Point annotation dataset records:
:::::

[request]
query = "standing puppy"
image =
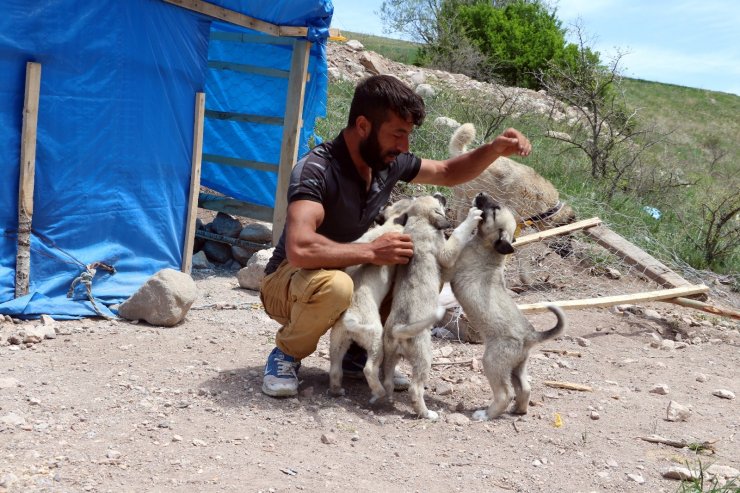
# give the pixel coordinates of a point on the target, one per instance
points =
(361, 321)
(478, 284)
(415, 292)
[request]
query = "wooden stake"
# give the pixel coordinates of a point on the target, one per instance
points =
(560, 230)
(27, 176)
(187, 249)
(293, 122)
(663, 294)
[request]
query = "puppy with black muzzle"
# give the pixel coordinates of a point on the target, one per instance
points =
(477, 281)
(416, 289)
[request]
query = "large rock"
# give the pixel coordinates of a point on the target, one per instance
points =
(163, 300)
(252, 274)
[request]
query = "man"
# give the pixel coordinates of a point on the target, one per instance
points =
(335, 192)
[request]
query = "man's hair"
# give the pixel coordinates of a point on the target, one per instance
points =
(377, 95)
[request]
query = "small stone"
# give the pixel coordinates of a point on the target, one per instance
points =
(677, 412)
(724, 394)
(660, 389)
(637, 478)
(328, 438)
(677, 472)
(582, 342)
(457, 419)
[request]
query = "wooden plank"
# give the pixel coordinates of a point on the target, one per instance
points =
(705, 307)
(27, 177)
(636, 257)
(248, 69)
(239, 19)
(663, 294)
(560, 230)
(235, 207)
(241, 163)
(243, 117)
(187, 251)
(291, 132)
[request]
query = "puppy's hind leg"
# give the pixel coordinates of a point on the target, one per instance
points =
(339, 342)
(498, 372)
(522, 389)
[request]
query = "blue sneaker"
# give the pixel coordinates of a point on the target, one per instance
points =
(281, 379)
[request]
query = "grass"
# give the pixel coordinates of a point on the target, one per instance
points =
(701, 126)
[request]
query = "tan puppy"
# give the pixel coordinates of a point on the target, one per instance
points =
(415, 291)
(361, 321)
(478, 284)
(511, 184)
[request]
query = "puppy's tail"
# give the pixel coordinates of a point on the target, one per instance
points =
(556, 331)
(461, 139)
(415, 328)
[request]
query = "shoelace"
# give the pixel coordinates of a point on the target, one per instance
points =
(286, 368)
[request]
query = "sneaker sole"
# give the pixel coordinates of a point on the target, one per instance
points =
(279, 392)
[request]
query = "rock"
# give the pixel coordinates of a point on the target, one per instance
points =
(425, 91)
(444, 388)
(252, 274)
(163, 300)
(677, 472)
(355, 45)
(724, 394)
(373, 63)
(458, 419)
(660, 389)
(677, 412)
(200, 261)
(328, 438)
(225, 225)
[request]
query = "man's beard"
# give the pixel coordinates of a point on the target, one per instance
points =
(372, 154)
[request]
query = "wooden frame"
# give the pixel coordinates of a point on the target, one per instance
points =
(187, 253)
(27, 177)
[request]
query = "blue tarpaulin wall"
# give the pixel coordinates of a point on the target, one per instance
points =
(115, 137)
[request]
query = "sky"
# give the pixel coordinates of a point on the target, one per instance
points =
(693, 43)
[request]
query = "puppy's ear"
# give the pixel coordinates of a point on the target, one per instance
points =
(442, 199)
(503, 244)
(401, 219)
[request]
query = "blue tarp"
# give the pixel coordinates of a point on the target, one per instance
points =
(115, 136)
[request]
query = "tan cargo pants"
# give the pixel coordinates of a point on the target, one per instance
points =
(306, 302)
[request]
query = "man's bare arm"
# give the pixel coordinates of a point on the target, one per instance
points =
(307, 249)
(465, 167)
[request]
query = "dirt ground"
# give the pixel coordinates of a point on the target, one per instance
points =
(118, 406)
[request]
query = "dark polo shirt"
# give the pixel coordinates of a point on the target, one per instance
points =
(326, 175)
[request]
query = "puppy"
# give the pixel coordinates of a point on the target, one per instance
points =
(478, 284)
(361, 321)
(511, 184)
(416, 288)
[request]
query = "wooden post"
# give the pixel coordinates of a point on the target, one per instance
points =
(26, 181)
(291, 132)
(187, 249)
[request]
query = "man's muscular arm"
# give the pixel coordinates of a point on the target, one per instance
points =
(307, 249)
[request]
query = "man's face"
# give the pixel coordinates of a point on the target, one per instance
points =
(382, 145)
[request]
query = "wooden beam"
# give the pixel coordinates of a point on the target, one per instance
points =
(235, 207)
(239, 19)
(636, 257)
(27, 177)
(187, 251)
(291, 132)
(560, 230)
(659, 295)
(705, 307)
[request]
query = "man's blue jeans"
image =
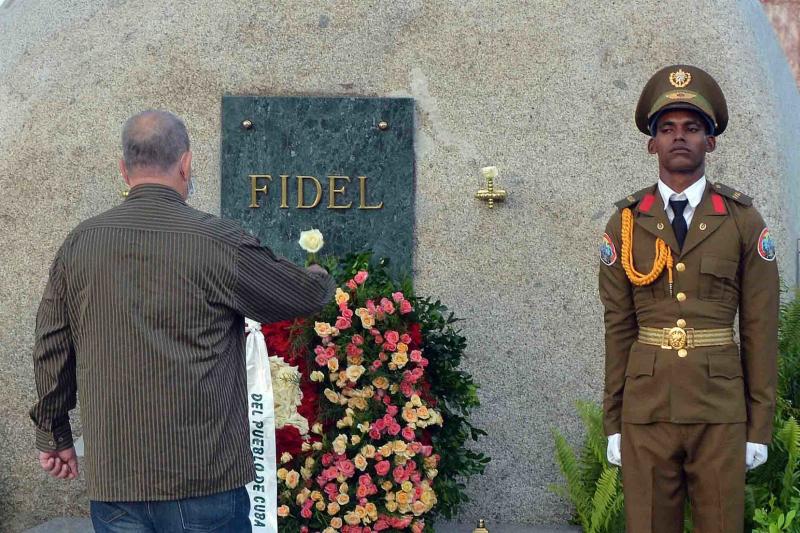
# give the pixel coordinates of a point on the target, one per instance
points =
(227, 511)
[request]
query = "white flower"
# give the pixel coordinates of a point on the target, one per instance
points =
(311, 241)
(287, 395)
(489, 172)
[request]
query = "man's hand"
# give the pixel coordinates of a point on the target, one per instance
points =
(614, 452)
(61, 465)
(755, 455)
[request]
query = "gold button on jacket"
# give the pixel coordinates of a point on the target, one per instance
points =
(720, 271)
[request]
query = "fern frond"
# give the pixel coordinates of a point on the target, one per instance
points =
(568, 464)
(606, 492)
(789, 436)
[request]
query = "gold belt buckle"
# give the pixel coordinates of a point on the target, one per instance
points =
(677, 338)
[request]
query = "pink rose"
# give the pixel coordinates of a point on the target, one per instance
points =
(331, 490)
(389, 346)
(382, 468)
(387, 306)
(347, 468)
(353, 350)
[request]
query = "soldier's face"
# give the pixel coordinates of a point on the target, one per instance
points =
(681, 141)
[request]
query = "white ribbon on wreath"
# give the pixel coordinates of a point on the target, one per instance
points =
(263, 490)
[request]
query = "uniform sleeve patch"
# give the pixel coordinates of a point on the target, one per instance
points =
(766, 246)
(608, 253)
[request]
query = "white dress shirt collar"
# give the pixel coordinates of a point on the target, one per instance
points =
(694, 194)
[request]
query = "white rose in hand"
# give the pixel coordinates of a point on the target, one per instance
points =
(311, 241)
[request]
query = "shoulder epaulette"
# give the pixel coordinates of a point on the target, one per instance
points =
(733, 194)
(633, 199)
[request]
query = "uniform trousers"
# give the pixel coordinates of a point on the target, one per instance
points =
(664, 462)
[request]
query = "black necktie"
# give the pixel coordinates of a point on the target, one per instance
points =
(678, 222)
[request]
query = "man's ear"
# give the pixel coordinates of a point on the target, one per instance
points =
(124, 171)
(186, 165)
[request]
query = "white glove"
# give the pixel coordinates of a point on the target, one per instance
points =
(755, 455)
(614, 452)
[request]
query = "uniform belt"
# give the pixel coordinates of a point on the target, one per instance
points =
(681, 338)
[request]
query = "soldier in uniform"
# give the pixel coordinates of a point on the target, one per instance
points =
(687, 410)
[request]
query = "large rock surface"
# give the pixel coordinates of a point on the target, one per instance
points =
(545, 90)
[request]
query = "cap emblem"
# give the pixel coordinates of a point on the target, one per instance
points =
(680, 95)
(680, 79)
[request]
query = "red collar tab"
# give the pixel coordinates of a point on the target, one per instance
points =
(647, 202)
(718, 203)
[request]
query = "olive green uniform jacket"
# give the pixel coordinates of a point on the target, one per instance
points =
(726, 264)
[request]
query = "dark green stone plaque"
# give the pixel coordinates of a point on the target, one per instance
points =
(352, 158)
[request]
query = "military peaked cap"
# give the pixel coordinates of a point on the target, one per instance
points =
(682, 87)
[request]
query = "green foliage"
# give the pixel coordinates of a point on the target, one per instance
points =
(592, 484)
(444, 347)
(772, 496)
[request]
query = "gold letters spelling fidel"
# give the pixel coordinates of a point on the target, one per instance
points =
(336, 186)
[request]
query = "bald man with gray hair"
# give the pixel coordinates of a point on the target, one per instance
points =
(143, 312)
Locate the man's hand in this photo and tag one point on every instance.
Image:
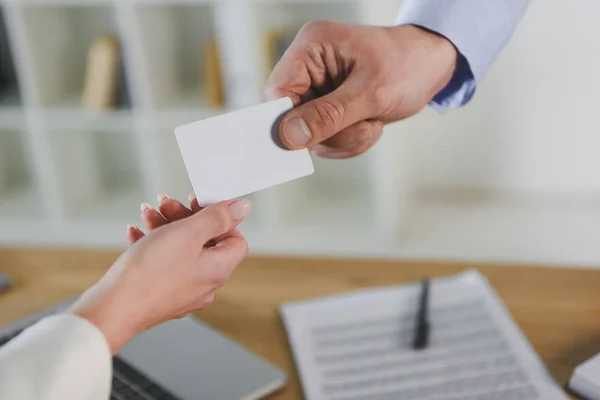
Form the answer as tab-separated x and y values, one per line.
168	273
348	81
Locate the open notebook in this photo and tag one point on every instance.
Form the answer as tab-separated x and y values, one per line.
358	346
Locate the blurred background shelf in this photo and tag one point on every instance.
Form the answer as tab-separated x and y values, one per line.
73	173
19	196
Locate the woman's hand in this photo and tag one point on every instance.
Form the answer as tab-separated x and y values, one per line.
169	272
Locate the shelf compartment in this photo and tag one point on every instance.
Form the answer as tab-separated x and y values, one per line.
62	40
10	94
19	196
99	175
281	21
175	39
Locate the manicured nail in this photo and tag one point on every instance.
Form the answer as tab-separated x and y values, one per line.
296	132
240	209
162	197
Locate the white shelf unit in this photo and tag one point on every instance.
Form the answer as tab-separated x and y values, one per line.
74	177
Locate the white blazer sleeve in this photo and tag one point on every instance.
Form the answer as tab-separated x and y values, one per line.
62	357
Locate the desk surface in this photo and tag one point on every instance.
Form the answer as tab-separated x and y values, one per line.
558	309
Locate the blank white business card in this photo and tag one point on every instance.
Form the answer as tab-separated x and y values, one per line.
238	153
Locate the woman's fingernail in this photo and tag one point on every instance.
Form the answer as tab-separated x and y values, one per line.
240	209
296	132
162	197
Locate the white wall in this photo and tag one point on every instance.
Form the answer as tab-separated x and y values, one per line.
533	124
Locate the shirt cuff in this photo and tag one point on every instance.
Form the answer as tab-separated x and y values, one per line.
60	357
477	29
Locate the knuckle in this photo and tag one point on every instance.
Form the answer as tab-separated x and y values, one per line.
312	27
207	300
328	114
219	279
379	97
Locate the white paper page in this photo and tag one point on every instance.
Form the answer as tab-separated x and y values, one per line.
358	346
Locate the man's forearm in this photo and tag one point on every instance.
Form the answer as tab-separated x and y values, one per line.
478	29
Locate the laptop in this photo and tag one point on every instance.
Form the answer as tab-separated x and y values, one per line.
181	359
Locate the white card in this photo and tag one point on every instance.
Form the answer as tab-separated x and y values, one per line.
238	153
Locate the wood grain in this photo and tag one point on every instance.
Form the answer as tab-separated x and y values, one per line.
558	309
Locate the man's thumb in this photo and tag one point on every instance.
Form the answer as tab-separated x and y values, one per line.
321	118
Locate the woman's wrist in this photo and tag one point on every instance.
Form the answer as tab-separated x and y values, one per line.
109	313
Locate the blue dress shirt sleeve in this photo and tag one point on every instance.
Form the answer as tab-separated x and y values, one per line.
479	29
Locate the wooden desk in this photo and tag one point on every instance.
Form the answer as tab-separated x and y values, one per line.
559	309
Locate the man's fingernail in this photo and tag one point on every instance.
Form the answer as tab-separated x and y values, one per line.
240	209
161	197
296	132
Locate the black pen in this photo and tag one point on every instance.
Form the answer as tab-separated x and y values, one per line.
421	338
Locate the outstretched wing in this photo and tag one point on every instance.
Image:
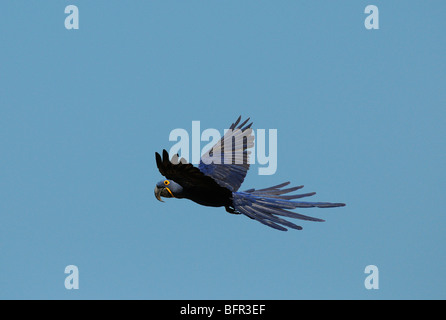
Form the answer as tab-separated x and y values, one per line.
182	172
227	162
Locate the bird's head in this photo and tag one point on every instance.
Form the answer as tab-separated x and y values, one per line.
167	189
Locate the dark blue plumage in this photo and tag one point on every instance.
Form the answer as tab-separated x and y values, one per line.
219	175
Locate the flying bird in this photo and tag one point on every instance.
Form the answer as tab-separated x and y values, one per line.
219	175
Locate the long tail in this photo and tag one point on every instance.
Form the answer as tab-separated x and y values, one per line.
266	204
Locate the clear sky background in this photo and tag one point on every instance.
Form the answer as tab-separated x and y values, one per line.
360	116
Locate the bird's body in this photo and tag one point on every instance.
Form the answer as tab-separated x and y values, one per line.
216	181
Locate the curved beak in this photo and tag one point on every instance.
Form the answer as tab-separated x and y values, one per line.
158	193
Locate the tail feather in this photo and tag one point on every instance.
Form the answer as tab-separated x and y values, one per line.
265	205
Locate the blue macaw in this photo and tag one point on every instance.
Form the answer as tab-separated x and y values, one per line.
216	183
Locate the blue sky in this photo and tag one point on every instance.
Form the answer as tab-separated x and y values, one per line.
360	116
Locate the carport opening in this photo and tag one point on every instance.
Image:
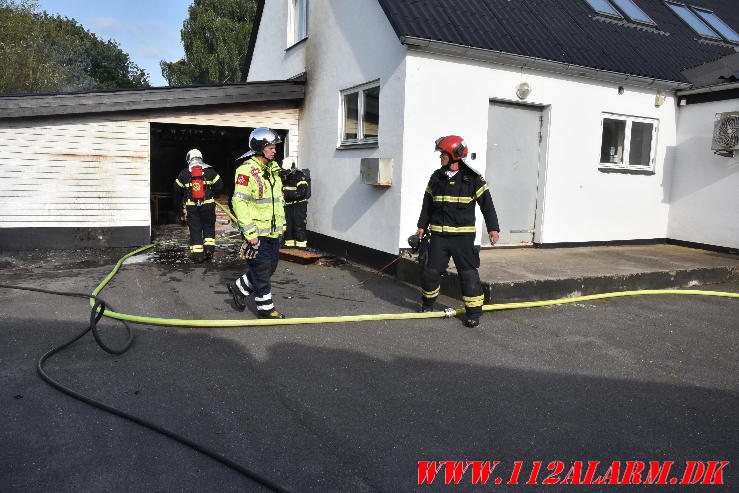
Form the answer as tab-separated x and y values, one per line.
169	145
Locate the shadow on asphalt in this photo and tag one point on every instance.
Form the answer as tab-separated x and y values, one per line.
319	419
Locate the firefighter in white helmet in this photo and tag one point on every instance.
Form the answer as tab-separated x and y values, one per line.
199	183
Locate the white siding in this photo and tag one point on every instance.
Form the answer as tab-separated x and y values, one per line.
447	95
705	187
93	170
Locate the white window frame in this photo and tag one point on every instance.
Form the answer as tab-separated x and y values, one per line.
625	165
297	21
360	140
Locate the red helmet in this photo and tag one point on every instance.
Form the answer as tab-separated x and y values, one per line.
452	144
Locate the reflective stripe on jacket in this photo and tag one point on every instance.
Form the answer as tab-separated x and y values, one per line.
294	186
257	201
212	182
449	203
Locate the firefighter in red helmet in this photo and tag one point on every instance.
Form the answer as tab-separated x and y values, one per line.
448	214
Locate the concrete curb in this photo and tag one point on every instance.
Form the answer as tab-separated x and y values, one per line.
545	289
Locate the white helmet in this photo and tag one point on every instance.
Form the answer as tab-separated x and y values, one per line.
261	138
193	154
289	163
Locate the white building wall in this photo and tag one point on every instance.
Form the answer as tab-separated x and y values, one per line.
93	170
447	95
352	44
705	187
273	59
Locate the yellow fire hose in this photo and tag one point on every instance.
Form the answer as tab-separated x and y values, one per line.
449	312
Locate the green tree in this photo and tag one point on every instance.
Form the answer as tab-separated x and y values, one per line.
43	53
215	36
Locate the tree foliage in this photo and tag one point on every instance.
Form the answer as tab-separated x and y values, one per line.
44	53
216	37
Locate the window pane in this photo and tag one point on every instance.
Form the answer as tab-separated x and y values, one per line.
612	145
351	115
603	7
641	143
634	12
715	22
371	112
692	20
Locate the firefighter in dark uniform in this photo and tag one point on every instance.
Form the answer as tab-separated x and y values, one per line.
448	213
259	207
296	189
199	183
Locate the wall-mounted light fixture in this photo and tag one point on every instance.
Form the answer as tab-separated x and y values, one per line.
659	99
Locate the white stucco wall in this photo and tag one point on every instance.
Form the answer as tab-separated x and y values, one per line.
581	203
705	187
273	59
352	44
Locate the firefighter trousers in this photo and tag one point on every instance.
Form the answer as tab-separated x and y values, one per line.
257	280
202	224
466	257
296	216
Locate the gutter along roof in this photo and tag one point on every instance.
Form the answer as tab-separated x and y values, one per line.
30	105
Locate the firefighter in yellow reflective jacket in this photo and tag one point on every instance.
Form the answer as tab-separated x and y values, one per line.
448	212
200	184
259	207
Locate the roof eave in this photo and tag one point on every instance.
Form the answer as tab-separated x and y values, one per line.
522	61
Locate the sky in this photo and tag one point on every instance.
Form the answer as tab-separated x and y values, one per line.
149	31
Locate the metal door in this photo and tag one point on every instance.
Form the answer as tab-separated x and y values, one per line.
512	169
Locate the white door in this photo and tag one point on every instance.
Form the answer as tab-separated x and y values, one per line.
512	169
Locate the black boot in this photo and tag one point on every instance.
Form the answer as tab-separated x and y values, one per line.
237	295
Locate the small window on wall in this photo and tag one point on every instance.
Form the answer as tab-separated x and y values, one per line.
360	115
628	142
298	21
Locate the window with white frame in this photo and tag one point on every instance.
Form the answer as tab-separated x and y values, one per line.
628	142
704	22
360	110
297	21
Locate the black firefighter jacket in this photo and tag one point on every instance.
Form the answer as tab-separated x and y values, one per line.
449	203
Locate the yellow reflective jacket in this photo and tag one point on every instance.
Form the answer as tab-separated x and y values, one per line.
257	200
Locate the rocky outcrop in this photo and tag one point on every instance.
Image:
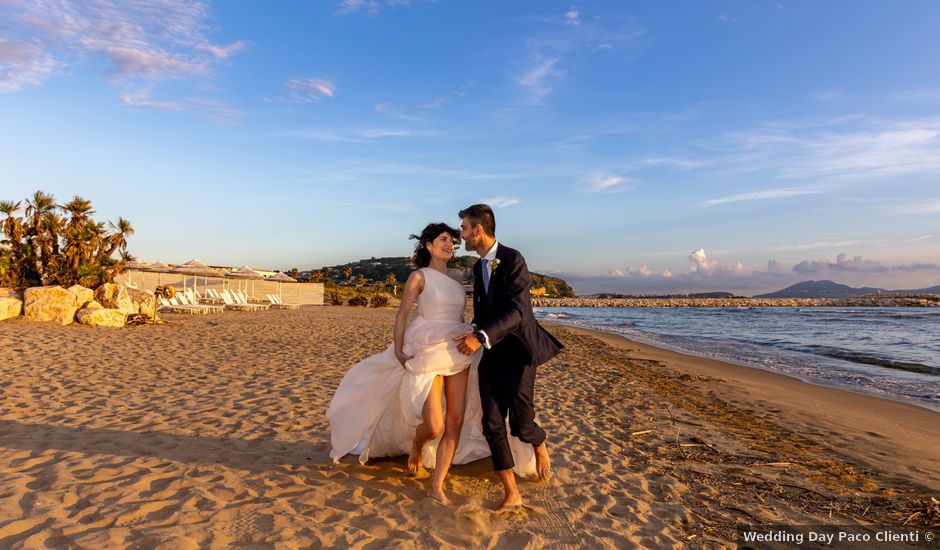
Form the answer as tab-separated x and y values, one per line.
115	296
81	295
49	303
101	317
11	303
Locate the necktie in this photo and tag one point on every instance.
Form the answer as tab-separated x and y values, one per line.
486	275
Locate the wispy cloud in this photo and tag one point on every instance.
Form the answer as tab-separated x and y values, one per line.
547	55
844	263
605	183
305	90
348	136
502	202
140	41
766	194
394	207
372	7
200	106
23	64
541	77
837	150
917	95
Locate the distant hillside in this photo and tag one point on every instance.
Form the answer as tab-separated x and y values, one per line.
931	290
820	289
377	269
697	295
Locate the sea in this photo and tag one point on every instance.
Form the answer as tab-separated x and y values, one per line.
888	352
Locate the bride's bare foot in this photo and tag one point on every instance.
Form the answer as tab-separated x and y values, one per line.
543	466
511	501
414	459
438	495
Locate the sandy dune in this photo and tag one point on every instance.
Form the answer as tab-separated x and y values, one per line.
209	432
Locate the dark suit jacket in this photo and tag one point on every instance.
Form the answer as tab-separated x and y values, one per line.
506	310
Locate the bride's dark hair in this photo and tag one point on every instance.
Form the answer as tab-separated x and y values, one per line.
422	257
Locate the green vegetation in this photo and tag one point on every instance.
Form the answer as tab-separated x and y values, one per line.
52	244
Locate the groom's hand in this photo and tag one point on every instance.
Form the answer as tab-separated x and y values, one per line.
470	344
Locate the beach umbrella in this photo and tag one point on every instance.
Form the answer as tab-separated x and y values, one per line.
134	266
281	278
246	274
195	268
159	267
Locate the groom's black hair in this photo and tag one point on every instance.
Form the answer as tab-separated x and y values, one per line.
480	214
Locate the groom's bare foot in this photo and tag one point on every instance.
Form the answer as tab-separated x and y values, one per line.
543	466
414	459
511	501
438	495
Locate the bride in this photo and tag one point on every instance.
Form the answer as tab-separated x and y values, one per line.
392	403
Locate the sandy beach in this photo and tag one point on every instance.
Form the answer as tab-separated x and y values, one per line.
209	432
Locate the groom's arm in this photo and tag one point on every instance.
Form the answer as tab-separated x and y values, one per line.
510	318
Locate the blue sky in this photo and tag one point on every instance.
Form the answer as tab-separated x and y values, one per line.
627	146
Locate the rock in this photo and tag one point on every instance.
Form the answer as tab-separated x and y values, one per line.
101	317
11	303
49	303
11	293
82	295
114	296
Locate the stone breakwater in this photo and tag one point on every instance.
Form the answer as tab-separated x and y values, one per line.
923	300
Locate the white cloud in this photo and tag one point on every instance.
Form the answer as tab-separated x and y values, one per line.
204	107
347	136
305	90
829	151
541	77
502	202
23	64
765	194
605	183
371	6
917	95
140	41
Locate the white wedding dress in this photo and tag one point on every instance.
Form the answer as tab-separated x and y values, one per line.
378	405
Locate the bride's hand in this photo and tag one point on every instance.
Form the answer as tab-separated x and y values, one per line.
402	358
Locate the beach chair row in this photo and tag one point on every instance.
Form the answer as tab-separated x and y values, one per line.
188	301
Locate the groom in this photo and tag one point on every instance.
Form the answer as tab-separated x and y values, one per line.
514	345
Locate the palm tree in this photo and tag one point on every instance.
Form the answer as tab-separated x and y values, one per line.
118	238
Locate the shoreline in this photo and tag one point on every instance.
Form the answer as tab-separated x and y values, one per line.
209	431
886	300
820	382
886	425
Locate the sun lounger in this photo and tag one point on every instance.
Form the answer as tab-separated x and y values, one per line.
231	303
276	303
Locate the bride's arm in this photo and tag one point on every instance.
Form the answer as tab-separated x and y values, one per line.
413	287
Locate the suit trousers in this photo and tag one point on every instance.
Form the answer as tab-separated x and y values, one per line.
507	386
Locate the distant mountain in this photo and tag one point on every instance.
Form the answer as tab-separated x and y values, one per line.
608	295
820	289
931	290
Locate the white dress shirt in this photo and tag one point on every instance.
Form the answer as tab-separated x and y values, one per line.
490	256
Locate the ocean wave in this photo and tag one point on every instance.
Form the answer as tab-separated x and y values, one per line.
864	359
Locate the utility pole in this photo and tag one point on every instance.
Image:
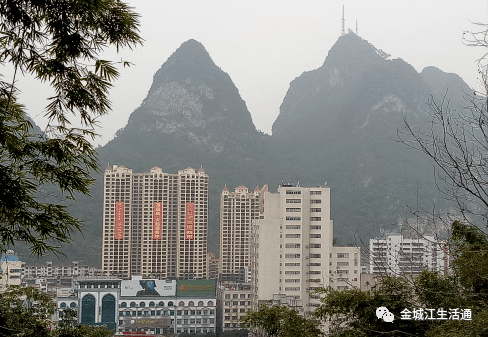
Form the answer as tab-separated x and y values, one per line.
343	22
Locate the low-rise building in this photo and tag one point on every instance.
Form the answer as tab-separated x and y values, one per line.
233	302
10	270
144	305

:::::

# Exercise requirements:
Quote exactly, and only, the lines from the one containing "Locate the white dress" through the last line of the records above, both included; leave out any pictures.

# Complete answer:
Locate the white dress shirt in this photo and tag one point on every instance.
Form the answer as tab-separated x and y values, one per line.
490	256
Locate the ocean wave in this photo and tag one point on every instance.
Form the answer as tab-separated x and y values, one per line.
864	359
Locate the utility pole in this photo and tag one point on every instance.
Image:
Form the answer as tab-separated x and y values, one per line.
343	22
Locate the low-rise building in this photo and tag one point on every instance.
Form the answer as tab-separated x and y values, one per line.
233	302
10	270
144	305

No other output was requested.